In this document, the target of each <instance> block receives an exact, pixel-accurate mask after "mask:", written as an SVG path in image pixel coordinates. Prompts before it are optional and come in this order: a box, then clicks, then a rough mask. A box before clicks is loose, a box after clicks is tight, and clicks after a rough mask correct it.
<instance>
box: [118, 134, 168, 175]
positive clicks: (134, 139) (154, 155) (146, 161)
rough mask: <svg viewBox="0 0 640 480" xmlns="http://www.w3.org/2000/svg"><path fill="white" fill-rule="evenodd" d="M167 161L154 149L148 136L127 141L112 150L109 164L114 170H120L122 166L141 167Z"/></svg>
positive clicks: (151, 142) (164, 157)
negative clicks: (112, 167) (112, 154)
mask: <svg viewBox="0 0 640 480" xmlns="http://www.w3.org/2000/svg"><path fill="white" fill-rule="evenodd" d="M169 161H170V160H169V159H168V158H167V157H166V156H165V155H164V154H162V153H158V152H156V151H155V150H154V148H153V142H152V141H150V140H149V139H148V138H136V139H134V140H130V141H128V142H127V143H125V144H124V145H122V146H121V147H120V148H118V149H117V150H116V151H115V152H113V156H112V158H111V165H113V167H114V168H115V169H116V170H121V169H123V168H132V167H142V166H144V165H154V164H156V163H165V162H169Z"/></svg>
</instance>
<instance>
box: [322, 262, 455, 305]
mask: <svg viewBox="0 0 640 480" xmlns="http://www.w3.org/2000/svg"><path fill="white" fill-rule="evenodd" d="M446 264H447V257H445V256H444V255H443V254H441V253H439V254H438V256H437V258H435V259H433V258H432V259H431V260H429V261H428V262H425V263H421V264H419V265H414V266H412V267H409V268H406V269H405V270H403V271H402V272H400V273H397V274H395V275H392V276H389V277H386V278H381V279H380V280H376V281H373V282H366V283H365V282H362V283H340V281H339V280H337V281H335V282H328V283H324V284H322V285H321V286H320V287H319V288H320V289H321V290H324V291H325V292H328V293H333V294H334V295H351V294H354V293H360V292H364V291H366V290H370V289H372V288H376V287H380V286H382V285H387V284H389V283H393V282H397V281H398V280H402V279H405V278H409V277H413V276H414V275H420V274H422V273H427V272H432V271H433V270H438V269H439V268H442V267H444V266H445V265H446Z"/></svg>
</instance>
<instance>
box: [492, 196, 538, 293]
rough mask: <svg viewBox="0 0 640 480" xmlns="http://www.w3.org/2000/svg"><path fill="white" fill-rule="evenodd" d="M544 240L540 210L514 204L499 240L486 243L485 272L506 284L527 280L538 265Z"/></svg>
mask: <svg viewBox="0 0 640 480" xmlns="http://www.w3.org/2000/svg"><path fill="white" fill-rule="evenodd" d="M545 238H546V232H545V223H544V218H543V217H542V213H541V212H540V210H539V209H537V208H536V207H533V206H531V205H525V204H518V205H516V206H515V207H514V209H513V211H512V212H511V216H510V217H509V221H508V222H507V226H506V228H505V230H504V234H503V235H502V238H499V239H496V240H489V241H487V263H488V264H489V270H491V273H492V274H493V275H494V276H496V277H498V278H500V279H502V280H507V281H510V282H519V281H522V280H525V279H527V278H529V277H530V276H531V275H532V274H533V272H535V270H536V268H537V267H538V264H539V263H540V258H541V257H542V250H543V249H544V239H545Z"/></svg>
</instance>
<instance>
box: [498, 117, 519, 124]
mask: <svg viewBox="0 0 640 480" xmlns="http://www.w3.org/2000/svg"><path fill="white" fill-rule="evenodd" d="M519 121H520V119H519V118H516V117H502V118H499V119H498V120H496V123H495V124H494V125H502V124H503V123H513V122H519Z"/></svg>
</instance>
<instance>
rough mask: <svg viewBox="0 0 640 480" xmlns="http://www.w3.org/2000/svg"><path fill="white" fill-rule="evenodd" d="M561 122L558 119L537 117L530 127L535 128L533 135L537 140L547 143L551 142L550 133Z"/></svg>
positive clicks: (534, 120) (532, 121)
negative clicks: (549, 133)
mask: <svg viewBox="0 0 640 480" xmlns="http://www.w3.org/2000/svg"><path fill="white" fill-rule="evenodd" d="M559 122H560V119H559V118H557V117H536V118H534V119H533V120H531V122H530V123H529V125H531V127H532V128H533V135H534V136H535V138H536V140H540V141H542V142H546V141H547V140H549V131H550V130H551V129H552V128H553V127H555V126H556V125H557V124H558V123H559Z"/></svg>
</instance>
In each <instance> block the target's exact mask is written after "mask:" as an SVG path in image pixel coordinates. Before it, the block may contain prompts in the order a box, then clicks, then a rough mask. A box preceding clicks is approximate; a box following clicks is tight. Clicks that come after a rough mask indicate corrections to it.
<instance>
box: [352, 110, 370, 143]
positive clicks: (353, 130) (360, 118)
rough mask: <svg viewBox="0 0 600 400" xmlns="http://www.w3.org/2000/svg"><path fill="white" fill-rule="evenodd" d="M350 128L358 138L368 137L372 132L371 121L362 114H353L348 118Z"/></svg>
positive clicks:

====

All lines from the one that contains "positive clicks: (534, 120) (532, 121)" through the end of the material are to be quoted exactly, with both ends included.

positive clicks: (534, 120) (532, 121)
negative clicks: (549, 133)
mask: <svg viewBox="0 0 640 480" xmlns="http://www.w3.org/2000/svg"><path fill="white" fill-rule="evenodd" d="M559 122H560V119H559V118H557V117H536V118H534V119H533V120H531V122H530V123H529V125H531V127H532V128H533V135H534V136H535V138H536V140H540V141H542V142H546V141H547V140H549V131H550V130H551V129H552V128H553V127H555V126H556V125H557V124H558V123H559Z"/></svg>
</instance>
In each <instance> block the target's exact mask is written after "mask:" as an SVG path in image pixel coordinates. Before it, the block may contain prompts in the order a box, then clicks, then a rough mask. A box preceding clicks is approximate; a box following clicks is tight. Clicks that come after a rough mask indicate corrections to it.
<instance>
box: [352, 110, 370, 143]
positive clicks: (353, 130) (360, 118)
rough mask: <svg viewBox="0 0 600 400" xmlns="http://www.w3.org/2000/svg"><path fill="white" fill-rule="evenodd" d="M350 128L358 138L368 137L372 132L371 121L362 114H353L348 118Z"/></svg>
positive clicks:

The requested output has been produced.